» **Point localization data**
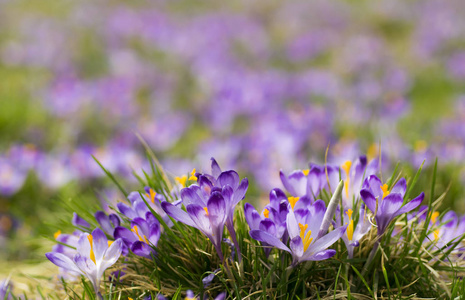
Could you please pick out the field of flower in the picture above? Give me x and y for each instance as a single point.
(339, 127)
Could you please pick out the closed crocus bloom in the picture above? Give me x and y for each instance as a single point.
(143, 235)
(386, 204)
(94, 255)
(208, 217)
(307, 241)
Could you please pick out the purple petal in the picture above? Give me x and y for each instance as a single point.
(104, 222)
(134, 196)
(78, 221)
(297, 246)
(286, 184)
(126, 210)
(177, 213)
(239, 193)
(190, 196)
(369, 200)
(217, 211)
(199, 217)
(400, 187)
(112, 254)
(322, 255)
(63, 261)
(373, 184)
(126, 235)
(251, 216)
(142, 249)
(155, 233)
(265, 237)
(292, 225)
(268, 226)
(216, 170)
(115, 220)
(411, 205)
(230, 178)
(324, 242)
(100, 242)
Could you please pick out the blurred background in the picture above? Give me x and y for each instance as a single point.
(259, 85)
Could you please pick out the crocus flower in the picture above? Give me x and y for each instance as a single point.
(143, 235)
(94, 255)
(5, 290)
(386, 204)
(208, 217)
(355, 231)
(307, 242)
(273, 218)
(107, 223)
(220, 190)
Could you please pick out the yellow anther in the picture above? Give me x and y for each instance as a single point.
(349, 213)
(346, 166)
(306, 238)
(182, 180)
(350, 227)
(420, 146)
(293, 201)
(384, 188)
(266, 213)
(92, 254)
(151, 196)
(135, 229)
(372, 151)
(193, 177)
(434, 216)
(303, 228)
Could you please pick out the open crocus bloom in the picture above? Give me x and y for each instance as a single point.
(303, 227)
(208, 217)
(94, 255)
(143, 235)
(387, 204)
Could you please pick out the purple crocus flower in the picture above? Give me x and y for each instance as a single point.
(386, 204)
(94, 255)
(79, 222)
(143, 235)
(107, 223)
(308, 241)
(273, 218)
(210, 204)
(209, 217)
(5, 290)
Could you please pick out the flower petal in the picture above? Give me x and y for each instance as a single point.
(400, 187)
(251, 216)
(325, 241)
(369, 199)
(104, 221)
(230, 178)
(112, 254)
(216, 170)
(322, 255)
(177, 213)
(63, 261)
(265, 237)
(100, 242)
(411, 205)
(239, 193)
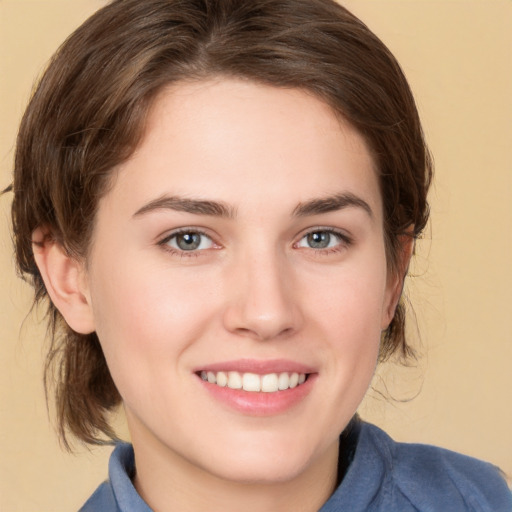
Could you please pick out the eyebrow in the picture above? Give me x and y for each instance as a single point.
(182, 204)
(331, 204)
(219, 209)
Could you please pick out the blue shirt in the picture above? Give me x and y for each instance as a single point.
(384, 476)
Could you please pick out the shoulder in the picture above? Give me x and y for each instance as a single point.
(117, 494)
(102, 499)
(432, 478)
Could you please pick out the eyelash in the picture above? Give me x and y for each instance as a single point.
(344, 241)
(164, 243)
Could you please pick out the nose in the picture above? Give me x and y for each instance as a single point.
(261, 303)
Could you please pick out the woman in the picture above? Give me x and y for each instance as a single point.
(221, 199)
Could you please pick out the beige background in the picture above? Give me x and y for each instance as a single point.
(458, 57)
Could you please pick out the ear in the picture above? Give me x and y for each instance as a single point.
(396, 278)
(64, 278)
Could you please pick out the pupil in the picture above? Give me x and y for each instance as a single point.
(319, 240)
(188, 241)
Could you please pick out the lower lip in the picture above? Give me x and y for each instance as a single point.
(260, 403)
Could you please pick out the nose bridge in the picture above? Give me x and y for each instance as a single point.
(261, 302)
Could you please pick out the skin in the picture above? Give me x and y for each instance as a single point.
(254, 289)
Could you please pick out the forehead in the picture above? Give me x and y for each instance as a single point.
(223, 138)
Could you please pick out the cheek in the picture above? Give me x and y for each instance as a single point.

» **GOAL OF THE EXERCISE**
Reproduce each line, exactly as it appears, from the one that contains "Could you please pick out the skin" through the last line of the records. Add no other lines.

» **OUTPUT BELOW**
Could you please pick out the skin in the picture above? Give me x and y for each instance as a single point.
(254, 289)
Could you please pick out the forehead in the picture above? Give me x and y for each instance as a single point.
(223, 138)
Could you please pick out the cheek in the picture above? Give me x and y for each instance as a single point.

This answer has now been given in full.